Postby OBloodyHell » Fri Jan 30, 2009 3:45 am UTC

> These days it is fairly uncommon for partitions to become corrupted without cause.

This is true, but I've still found that it's very advantageous to have stuff partitioned heavily.

1) It does provide a measure of immunity from any major screwups of the OS, particularly if it's Windows -- by having Windows on a separate partition from most of the data, you can re-install the OS without needing to backup the entire HD, which, with a TB hd can be a bit timeconsuming. What's that, 20 Blue Rays? 200 DVDs? or a spare, blank, HD? We're getting back to the floppy-drive backup days again. And it makes an image backup of the OS alone a lot smaller, too, allowing you to save it at various states and recover to those, no matter the OS being used.

## [Dataset content]
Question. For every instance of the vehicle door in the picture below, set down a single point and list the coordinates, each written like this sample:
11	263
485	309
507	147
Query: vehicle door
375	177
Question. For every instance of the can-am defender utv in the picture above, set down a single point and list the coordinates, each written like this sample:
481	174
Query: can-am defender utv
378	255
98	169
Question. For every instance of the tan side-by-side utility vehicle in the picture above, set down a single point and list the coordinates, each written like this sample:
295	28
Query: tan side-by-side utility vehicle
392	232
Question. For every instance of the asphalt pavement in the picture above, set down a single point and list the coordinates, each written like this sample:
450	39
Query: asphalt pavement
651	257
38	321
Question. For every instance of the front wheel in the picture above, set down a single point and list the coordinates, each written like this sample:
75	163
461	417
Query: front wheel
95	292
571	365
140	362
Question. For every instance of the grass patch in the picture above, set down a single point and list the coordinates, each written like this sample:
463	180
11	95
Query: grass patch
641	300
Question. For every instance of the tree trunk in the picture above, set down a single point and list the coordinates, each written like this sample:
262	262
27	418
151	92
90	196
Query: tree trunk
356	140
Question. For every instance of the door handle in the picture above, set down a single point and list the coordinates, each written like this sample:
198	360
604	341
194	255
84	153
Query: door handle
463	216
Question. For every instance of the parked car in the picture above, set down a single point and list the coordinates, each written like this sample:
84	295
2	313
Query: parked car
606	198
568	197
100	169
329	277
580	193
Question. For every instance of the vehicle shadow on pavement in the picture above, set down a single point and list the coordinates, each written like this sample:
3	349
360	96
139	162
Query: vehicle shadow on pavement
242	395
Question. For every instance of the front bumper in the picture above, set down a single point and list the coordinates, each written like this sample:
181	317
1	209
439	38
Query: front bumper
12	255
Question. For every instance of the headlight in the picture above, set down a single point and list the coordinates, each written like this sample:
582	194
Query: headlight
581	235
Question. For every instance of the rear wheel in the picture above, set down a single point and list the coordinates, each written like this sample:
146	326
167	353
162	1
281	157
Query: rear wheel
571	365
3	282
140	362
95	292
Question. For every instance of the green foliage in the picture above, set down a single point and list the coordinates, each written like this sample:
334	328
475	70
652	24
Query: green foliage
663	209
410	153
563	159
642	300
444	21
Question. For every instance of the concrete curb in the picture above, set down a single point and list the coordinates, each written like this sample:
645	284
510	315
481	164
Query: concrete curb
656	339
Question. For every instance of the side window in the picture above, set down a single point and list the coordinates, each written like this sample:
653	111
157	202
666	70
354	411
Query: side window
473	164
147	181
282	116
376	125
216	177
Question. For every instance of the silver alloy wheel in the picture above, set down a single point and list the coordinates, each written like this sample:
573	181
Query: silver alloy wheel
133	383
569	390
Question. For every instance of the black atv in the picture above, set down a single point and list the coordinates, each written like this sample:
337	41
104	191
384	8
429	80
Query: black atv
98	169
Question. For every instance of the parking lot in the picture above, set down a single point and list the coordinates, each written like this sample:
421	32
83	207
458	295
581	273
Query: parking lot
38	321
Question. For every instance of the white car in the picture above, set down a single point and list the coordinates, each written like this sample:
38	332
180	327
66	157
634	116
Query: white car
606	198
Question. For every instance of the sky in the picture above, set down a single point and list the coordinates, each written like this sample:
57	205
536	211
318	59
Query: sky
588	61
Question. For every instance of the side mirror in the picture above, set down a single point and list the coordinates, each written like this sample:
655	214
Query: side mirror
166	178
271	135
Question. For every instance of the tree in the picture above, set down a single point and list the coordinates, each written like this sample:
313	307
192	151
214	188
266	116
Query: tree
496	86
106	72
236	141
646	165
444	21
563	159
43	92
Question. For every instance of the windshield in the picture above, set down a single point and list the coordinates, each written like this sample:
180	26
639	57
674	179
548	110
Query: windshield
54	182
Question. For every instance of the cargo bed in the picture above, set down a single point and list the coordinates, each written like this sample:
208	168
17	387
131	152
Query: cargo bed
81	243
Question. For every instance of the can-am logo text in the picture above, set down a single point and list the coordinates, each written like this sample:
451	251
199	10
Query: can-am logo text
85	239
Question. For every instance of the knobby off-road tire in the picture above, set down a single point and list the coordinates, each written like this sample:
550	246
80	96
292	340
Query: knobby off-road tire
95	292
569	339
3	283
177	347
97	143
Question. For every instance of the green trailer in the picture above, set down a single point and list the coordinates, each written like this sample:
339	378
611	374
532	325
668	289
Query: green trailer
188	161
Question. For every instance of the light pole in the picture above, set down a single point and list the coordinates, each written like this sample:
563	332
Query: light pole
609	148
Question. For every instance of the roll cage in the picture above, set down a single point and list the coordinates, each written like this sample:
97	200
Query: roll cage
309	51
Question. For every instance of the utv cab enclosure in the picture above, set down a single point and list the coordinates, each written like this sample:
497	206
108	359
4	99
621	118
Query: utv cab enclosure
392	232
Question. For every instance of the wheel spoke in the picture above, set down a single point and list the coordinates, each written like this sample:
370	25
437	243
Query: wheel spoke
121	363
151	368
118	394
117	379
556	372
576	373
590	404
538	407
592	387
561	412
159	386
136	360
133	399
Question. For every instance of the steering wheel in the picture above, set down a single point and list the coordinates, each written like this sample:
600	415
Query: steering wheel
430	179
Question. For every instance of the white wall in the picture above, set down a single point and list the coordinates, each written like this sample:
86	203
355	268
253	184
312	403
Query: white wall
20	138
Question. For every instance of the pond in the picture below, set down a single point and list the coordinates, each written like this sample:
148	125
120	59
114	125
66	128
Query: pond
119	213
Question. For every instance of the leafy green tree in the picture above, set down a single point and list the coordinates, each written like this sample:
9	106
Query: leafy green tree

## [Task instructions]
[a] List the storage options that the forum post about disk partitioning gives for backing up an entire TB hard drive.
[b] Continue the forum post about disk partitioning from where it stops, in the same style.

## [Written responses]
[a]
20 Blue Rays
200 DVDs
a spare, blank, HD

[b]
2) It also encourages a bit of logical behavior from you, by making you segment your information into sensible groupings, rather than the classic Big Wad O' Goo. Sometimes the groupings are arbitrary -- "Does that nude image of my GF go in family pics or softcore porn... hmm... hmmm..." -- but it does encourage some thinking of how to organize your info.

3) "2" also makes for easier backup and more logically grouped backup, if you do actually back stuff up to DVD (personally, I find that, at US$.30 per 5gb, that's not a bad deal.)